* What is expected
Write out exactly the lines from the one containing "Can you find the black car?" through the last line of the records below, both included, and leave out any pictures.

* Pointing records
--*--

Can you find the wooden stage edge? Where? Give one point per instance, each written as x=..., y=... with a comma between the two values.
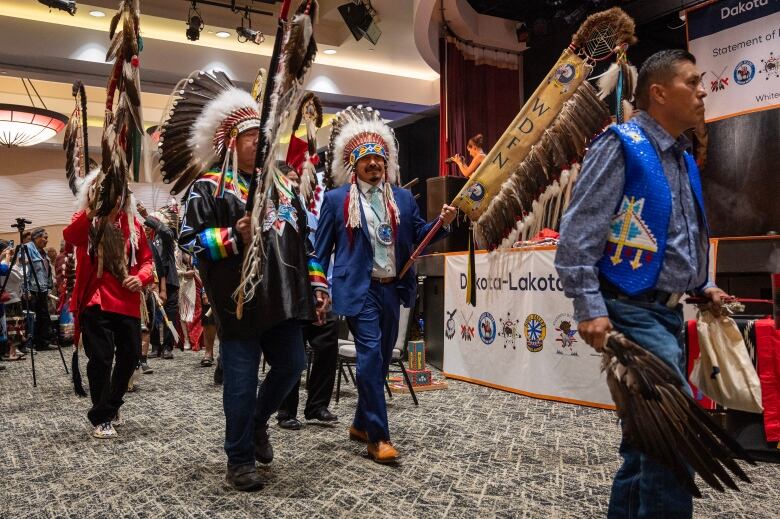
x=401, y=388
x=608, y=407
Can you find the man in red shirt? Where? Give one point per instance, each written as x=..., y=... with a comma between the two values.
x=107, y=311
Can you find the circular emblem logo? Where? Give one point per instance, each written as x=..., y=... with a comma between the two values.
x=476, y=192
x=744, y=72
x=565, y=73
x=535, y=332
x=487, y=328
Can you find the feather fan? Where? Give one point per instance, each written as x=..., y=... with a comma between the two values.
x=664, y=422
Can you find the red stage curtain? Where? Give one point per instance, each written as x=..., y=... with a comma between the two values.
x=480, y=93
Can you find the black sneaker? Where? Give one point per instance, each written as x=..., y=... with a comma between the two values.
x=291, y=424
x=323, y=415
x=243, y=478
x=264, y=452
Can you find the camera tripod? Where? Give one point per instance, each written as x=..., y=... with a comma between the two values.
x=26, y=262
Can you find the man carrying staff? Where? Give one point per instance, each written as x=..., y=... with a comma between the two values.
x=633, y=240
x=107, y=312
x=372, y=227
x=215, y=124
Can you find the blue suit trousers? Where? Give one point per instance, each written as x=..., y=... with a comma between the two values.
x=375, y=330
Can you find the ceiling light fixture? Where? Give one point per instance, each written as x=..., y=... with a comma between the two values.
x=194, y=23
x=245, y=33
x=28, y=125
x=69, y=6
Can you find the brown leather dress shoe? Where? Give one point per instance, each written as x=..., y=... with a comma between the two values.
x=357, y=435
x=382, y=452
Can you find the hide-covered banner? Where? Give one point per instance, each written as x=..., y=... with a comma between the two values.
x=737, y=48
x=521, y=336
x=525, y=130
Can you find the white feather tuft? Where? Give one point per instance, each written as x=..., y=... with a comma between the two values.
x=342, y=172
x=206, y=125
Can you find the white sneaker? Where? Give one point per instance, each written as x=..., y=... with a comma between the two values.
x=104, y=430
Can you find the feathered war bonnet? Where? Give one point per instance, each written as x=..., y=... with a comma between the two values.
x=206, y=114
x=359, y=132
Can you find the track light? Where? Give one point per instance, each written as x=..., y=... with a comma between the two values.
x=69, y=6
x=245, y=33
x=194, y=23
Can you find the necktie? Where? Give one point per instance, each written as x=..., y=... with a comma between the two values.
x=378, y=208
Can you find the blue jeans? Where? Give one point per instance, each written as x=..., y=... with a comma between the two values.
x=643, y=488
x=246, y=406
x=375, y=329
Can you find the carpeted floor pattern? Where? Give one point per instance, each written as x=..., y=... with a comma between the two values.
x=467, y=451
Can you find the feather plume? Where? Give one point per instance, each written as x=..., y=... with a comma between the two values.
x=622, y=25
x=608, y=81
x=75, y=142
x=664, y=422
x=564, y=142
x=110, y=190
x=298, y=52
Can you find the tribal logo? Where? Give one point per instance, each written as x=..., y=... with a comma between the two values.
x=509, y=330
x=720, y=82
x=744, y=72
x=476, y=192
x=466, y=330
x=487, y=328
x=770, y=66
x=535, y=332
x=449, y=326
x=564, y=325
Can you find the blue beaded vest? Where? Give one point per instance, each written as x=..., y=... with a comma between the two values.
x=636, y=240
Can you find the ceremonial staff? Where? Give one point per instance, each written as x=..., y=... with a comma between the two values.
x=263, y=142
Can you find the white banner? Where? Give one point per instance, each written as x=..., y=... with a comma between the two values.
x=737, y=48
x=521, y=336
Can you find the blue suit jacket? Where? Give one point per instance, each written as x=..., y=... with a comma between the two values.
x=354, y=260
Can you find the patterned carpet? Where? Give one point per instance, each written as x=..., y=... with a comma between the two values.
x=467, y=451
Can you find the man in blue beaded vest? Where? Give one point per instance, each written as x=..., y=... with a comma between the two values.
x=633, y=240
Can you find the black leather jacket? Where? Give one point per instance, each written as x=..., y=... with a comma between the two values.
x=208, y=233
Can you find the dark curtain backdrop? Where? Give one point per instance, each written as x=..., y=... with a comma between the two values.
x=475, y=99
x=418, y=153
x=741, y=179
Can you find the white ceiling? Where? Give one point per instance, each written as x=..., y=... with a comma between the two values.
x=55, y=49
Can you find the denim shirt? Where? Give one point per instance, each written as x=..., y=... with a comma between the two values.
x=598, y=191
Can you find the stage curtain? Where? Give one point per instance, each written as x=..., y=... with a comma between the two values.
x=480, y=93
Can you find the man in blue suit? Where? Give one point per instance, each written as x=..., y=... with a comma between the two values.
x=372, y=226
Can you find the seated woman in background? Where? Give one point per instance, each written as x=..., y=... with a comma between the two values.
x=474, y=147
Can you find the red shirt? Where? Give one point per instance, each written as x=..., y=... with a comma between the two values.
x=106, y=291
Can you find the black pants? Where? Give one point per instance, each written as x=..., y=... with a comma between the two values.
x=104, y=334
x=171, y=308
x=324, y=342
x=39, y=301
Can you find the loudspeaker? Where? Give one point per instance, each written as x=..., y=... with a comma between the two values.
x=433, y=315
x=442, y=190
x=360, y=22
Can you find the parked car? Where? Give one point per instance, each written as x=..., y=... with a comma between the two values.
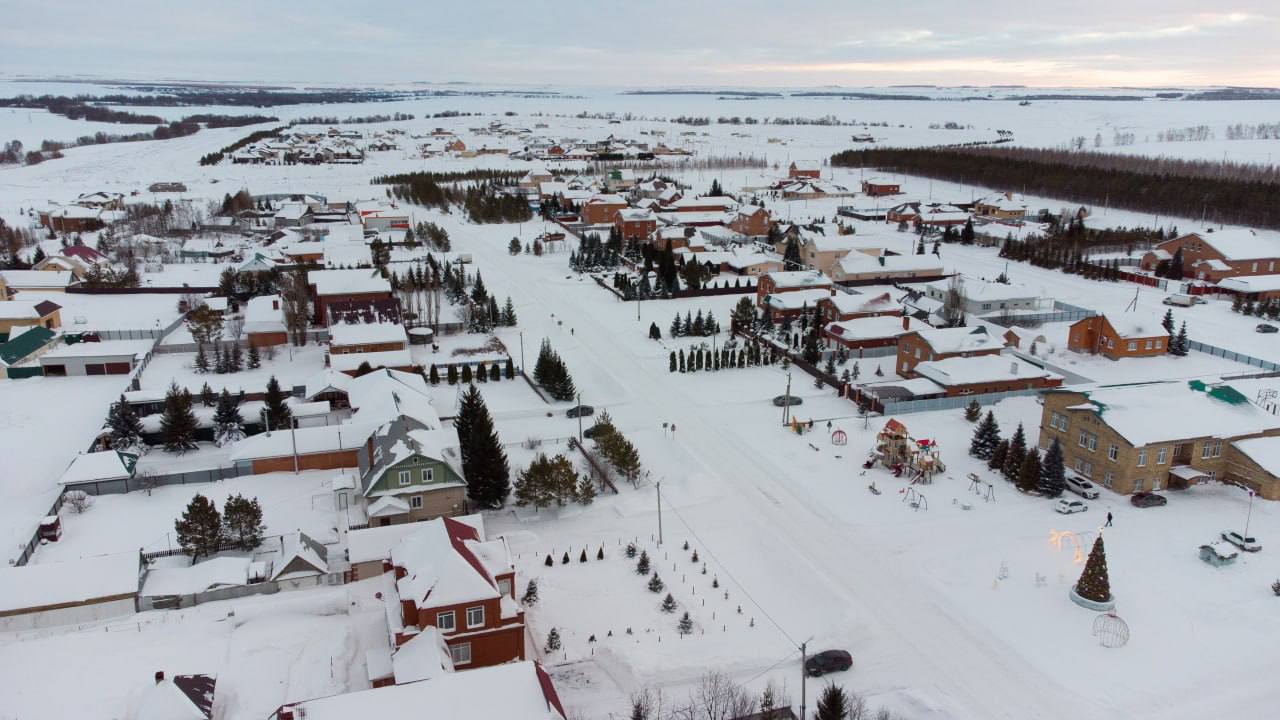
x=1147, y=500
x=1082, y=487
x=828, y=661
x=1068, y=506
x=1240, y=541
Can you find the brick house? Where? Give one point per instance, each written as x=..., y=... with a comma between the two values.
x=941, y=343
x=1223, y=254
x=1153, y=436
x=877, y=187
x=599, y=209
x=790, y=281
x=750, y=220
x=986, y=373
x=329, y=287
x=414, y=474
x=804, y=169
x=1124, y=336
x=448, y=577
x=635, y=223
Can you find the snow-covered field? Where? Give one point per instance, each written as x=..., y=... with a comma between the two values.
x=949, y=613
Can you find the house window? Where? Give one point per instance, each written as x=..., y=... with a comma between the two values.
x=461, y=654
x=444, y=621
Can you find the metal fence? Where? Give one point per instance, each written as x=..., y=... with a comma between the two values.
x=1232, y=355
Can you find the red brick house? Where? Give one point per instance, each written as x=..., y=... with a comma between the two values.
x=330, y=287
x=804, y=169
x=1124, y=336
x=634, y=223
x=599, y=210
x=877, y=187
x=750, y=220
x=923, y=346
x=449, y=578
x=1223, y=254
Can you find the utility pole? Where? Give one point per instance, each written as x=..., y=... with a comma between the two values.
x=659, y=513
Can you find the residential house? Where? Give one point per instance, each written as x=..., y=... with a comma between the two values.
x=329, y=287
x=1119, y=336
x=21, y=313
x=877, y=187
x=941, y=343
x=804, y=169
x=859, y=268
x=1214, y=256
x=449, y=577
x=1162, y=434
x=414, y=474
x=986, y=373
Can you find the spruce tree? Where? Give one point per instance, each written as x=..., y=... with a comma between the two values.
x=178, y=423
x=1029, y=472
x=1095, y=582
x=274, y=406
x=242, y=522
x=484, y=461
x=1016, y=454
x=126, y=428
x=1052, y=479
x=986, y=436
x=833, y=703
x=200, y=529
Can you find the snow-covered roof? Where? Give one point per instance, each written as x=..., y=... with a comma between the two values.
x=789, y=279
x=1161, y=411
x=42, y=584
x=325, y=438
x=347, y=282
x=103, y=465
x=1238, y=244
x=516, y=691
x=365, y=333
x=981, y=369
x=424, y=657
x=946, y=341
x=873, y=328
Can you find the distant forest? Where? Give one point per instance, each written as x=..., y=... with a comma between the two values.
x=1223, y=192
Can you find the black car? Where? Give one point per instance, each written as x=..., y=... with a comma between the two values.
x=828, y=661
x=1147, y=500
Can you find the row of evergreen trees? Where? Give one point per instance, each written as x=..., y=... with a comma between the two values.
x=483, y=373
x=1015, y=460
x=552, y=374
x=202, y=531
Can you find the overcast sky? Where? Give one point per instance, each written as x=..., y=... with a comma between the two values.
x=656, y=42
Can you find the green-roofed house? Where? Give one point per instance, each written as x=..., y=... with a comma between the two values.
x=19, y=352
x=1164, y=434
x=414, y=474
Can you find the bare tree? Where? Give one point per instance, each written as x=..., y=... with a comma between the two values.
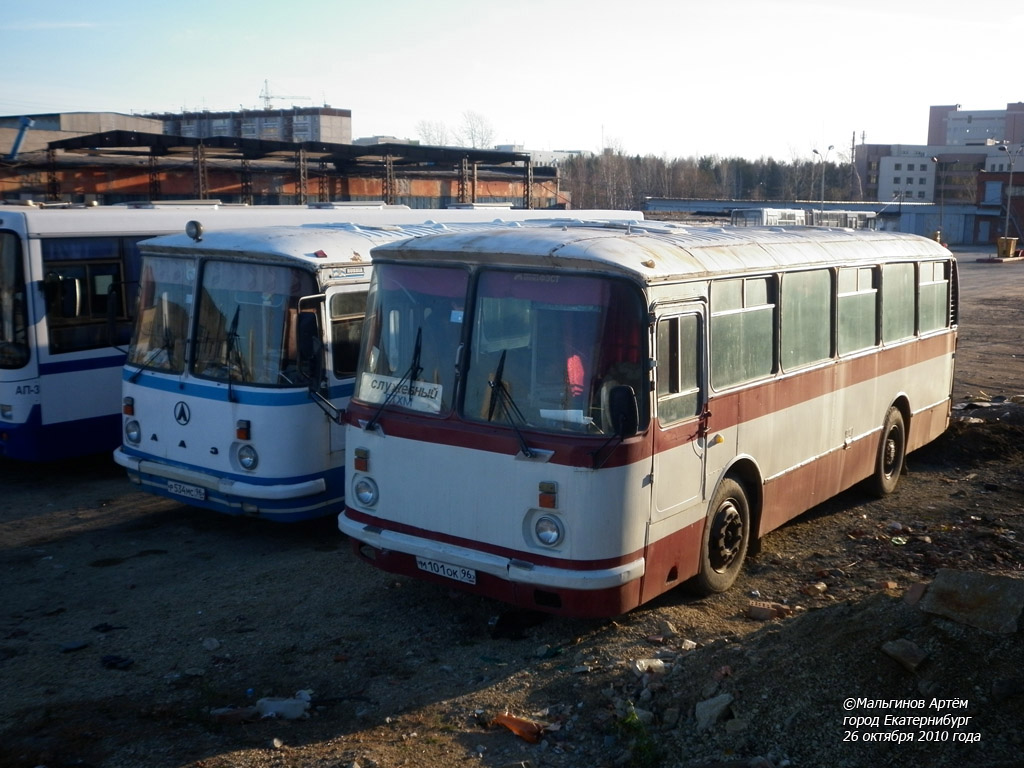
x=432, y=132
x=475, y=131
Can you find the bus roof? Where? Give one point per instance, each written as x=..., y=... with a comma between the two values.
x=322, y=244
x=655, y=252
x=168, y=218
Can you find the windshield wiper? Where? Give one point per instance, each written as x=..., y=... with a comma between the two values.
x=413, y=374
x=232, y=336
x=167, y=347
x=500, y=392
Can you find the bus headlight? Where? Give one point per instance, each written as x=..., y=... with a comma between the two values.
x=549, y=530
x=366, y=491
x=248, y=457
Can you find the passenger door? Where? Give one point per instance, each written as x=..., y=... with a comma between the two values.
x=346, y=308
x=681, y=402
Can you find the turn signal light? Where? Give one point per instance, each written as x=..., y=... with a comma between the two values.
x=361, y=461
x=548, y=496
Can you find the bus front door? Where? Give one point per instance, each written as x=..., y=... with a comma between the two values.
x=679, y=444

--*--

* Final result
Can you find the black car? Where? Give one point per instance, each written as x=..., y=... with a comma between the two values.
x=828, y=661
x=1147, y=500
Can you find the row of evergreen trees? Where? Give one point per instance, each written as x=..., y=... with a comma between the two values.
x=483, y=373
x=1015, y=460
x=552, y=374
x=202, y=531
Can you find the overcast sky? Where? Give one point per instance, each written as x=..., y=... with a comma between the two values.
x=656, y=42
Can you find the green-roofed house? Where? Give one point per instance, each written as x=..., y=... with a comma between the two values.
x=19, y=352
x=1164, y=434
x=414, y=474
Can you find the bare tree? Where? Give one point per instance, each written as x=..., y=... with a comma between the two values.
x=432, y=132
x=475, y=131
Can you find the bus roof? Where? Give one point per instance, each written as x=..., y=... with a comma between the two values.
x=322, y=244
x=655, y=252
x=168, y=218
Can you find the windshield wiper? Where? Give one point per instance, each written as x=..., y=... with a comma between the two values.
x=413, y=374
x=232, y=336
x=167, y=347
x=500, y=392
Can you find the bus headlight? Where? Give one point per instance, each written as x=..., y=... with a comma between the two values.
x=549, y=530
x=366, y=491
x=248, y=457
Can you find the passenger door? Where? Give one point per instance, each written as x=..., y=... with a comma between the two values.
x=346, y=308
x=681, y=402
Can you find the turn signal light? Where? Give one point per instance, each written as x=..., y=... with a comma between the two values.
x=361, y=461
x=548, y=496
Can you find the bus front door? Where? Give one point per instance, each written as x=..., y=... with a comma between the two values.
x=679, y=444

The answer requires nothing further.